ACTION ITEM. Range to output from the entries below: the line containing "Target: bee's left antenna" through the line containing "mark the bowl's". Set it down exactly, ends included, nothing else.

DATA TO EXAMINE.
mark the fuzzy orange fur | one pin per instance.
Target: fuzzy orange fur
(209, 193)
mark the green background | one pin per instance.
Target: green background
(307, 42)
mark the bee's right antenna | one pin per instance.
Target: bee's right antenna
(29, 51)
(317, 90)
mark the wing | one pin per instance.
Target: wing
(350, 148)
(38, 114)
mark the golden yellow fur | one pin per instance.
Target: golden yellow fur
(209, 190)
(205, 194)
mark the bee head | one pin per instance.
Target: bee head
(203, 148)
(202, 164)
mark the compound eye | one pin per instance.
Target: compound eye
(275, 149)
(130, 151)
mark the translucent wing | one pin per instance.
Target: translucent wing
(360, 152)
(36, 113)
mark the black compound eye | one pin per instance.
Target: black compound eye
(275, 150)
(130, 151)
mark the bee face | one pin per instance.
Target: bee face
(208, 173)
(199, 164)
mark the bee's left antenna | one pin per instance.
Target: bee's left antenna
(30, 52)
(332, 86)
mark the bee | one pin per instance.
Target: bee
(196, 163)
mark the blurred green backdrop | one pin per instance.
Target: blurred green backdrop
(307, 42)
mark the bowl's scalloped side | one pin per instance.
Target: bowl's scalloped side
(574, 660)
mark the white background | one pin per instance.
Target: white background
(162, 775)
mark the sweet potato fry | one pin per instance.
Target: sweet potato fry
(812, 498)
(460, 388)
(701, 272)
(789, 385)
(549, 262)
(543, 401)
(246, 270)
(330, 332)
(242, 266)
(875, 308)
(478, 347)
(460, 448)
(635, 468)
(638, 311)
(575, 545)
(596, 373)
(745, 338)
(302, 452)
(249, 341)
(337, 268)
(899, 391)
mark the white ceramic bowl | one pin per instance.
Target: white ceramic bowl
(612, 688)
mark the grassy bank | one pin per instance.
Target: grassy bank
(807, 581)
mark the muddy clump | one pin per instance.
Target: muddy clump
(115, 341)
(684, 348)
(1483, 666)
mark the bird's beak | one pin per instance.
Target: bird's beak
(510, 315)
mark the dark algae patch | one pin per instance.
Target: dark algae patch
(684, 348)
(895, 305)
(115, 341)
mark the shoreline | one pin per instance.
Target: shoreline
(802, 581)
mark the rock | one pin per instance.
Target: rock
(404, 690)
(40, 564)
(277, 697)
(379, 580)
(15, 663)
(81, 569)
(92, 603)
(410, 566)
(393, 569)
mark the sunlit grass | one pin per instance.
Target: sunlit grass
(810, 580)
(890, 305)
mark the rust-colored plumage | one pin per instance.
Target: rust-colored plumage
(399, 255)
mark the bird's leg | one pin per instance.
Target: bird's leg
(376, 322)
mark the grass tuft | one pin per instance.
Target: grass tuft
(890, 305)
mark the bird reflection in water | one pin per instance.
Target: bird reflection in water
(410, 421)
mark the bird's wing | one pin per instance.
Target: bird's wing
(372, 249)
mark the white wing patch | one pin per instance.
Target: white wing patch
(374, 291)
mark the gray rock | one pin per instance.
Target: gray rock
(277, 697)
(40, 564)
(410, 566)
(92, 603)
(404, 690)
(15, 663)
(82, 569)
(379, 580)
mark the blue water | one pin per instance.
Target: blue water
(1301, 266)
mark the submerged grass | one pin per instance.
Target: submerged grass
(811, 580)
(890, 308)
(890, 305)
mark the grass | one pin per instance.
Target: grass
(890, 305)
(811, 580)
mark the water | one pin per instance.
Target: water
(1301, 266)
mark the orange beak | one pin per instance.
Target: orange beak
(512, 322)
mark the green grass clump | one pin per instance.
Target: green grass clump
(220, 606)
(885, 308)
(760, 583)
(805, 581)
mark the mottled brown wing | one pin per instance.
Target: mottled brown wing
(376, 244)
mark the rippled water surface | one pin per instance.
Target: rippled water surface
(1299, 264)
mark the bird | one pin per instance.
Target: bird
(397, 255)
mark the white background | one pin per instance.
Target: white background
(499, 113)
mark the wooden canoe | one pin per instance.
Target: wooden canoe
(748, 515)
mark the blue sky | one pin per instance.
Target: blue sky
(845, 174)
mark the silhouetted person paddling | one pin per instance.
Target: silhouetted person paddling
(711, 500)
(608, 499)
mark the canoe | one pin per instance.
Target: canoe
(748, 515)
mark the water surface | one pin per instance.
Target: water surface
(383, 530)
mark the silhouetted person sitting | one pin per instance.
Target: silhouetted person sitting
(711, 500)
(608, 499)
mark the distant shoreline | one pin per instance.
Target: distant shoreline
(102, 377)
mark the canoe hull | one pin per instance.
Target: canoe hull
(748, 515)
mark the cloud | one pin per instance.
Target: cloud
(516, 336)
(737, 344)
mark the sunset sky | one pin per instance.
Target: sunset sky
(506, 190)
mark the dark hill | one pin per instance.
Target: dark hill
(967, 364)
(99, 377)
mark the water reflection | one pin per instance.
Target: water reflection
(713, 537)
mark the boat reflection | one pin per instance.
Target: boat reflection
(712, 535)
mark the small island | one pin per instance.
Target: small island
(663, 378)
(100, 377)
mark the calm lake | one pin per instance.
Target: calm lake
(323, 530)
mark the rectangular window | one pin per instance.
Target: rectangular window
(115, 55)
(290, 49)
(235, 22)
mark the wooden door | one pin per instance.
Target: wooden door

ANSWER TO THE EXERCISE.
Target: bee's left antenna
(30, 52)
(332, 86)
mark the bee | one pin per instance.
Target: bee
(196, 163)
mark the blurred green backdrop | one pin per instance.
Target: blurred green backdrop
(307, 42)
mark the bowl's scalloped side | one pin per instance.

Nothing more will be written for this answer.